#### [Text extract]
Sure, but a whole lot of the forks are like one line changes, they sit there
taking up an entire repo, and aren't particularly useful.

------
prezjordan
Off-topic. How do the "kudos" work? Does it use my IP? Cookies? I tried on
different devices on the same network and the vote didn't sync. I cleared my
cache and it was still there.

------
matthewrudy
I think it depends on the job market you're in. In the US and Europe an open-
source profile is expected, but over here in Hong Kong its fairly uncommon.
The good ones have either flown away to the US, or already been snatched up.

But, as Alex says, once we've sifted through CVs to find the best and invited
them to interview, the paper doesn't matter anymore. Human interaction, pair
programming, whatever, it's all more important than what's written on a piece
of paper.

------
vanessar
In my company (masterbranch.com) we target this problem. We help developers to
showcase what they really know by tracking their code an presenting it in a
nice way. We also offer companies reliable information about the candidates,
that they can review before interviewing them.

------
gawker
It would be interesting to see how these ideas apply to other non-technical
industries/professions.

------
georgieporgie
_Often, when I'm reading a resume I'm thinking: “This guy is great, look at
all this experience. He clearly knows Ruby and JavaScript like the back of his
hand, and this interview is just going to be a formality”_

For what it's worth from the other side, I've been repeatedly amazed at how
much interviewers have managed to read into or project onto my resume. And I'm
not talking about recruiters, for whom a single keyword instance qualifies you
as an "excellent match!" but actual working engineers and engineering
managers.

#### [What this exercise asks]
1. Transcribe the passage from the thread starting with "But, as Alex" and going on through "before interviewing them.".
2. Decide whether each statement agrees with the thread, answering yes or no and quoting the words of the thread that settle it. (a) matthewrudy says an open-source profile is fairly uncommon in Hong Kong. (b) prezjordan found that the vote synced across devices on the same network. (c) georgieporgie says the people who read too much into the resume were only recruiters.

#### [Entries supplied]
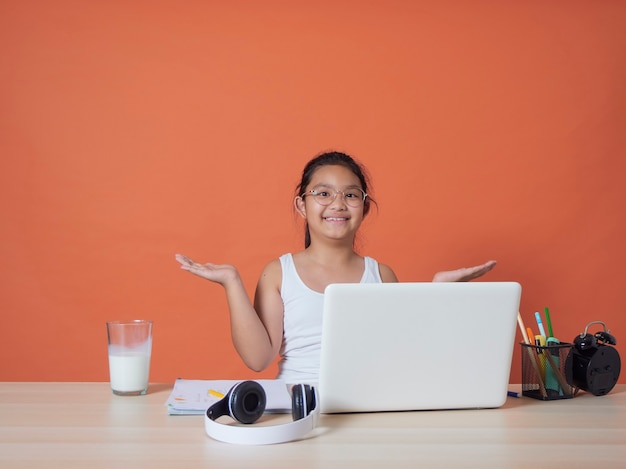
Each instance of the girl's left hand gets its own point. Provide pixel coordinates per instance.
(464, 274)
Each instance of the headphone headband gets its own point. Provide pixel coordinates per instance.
(266, 435)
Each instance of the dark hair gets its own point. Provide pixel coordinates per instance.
(333, 158)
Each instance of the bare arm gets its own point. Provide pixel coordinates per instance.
(256, 330)
(464, 274)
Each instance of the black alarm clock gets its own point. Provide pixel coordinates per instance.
(593, 364)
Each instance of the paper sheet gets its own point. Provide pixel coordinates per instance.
(193, 397)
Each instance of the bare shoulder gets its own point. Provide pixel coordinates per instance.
(387, 274)
(272, 274)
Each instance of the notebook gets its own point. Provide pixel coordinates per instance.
(417, 346)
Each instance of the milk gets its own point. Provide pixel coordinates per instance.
(129, 371)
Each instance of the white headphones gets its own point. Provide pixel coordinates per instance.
(245, 402)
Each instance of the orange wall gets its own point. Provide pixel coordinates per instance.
(131, 130)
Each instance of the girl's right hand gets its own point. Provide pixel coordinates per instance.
(221, 274)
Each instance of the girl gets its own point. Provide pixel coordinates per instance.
(286, 316)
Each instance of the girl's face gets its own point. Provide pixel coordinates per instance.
(341, 218)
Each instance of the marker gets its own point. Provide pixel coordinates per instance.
(548, 322)
(215, 393)
(542, 331)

#### [Solutions by task]
1.
But, as Alex says, once we've sifted through CVs to find the best and invited
them to interview, the paper doesn't matter anymore. Human interaction, pair
programming, whatever, it's all more important than what's written on a piece
of paper.

------
vanessar
In my company (masterbranch.com) we target this problem. We help developers to
showcase what they really know by tracking their code an presenting it in a
nice way. We also offer companies reliable information about the candidates,
that they can review before interviewing them.

2.
(a) Yes: "over here in Hong Kong its fairly uncommon."
(b) No: "I tried on different devices on the same network and the vote didn't sync."
(c) No: "And I'm not talking about recruiters, for whom a single keyword instance qualifies you as an "excellent match!" but actual working engineers and engineering managers."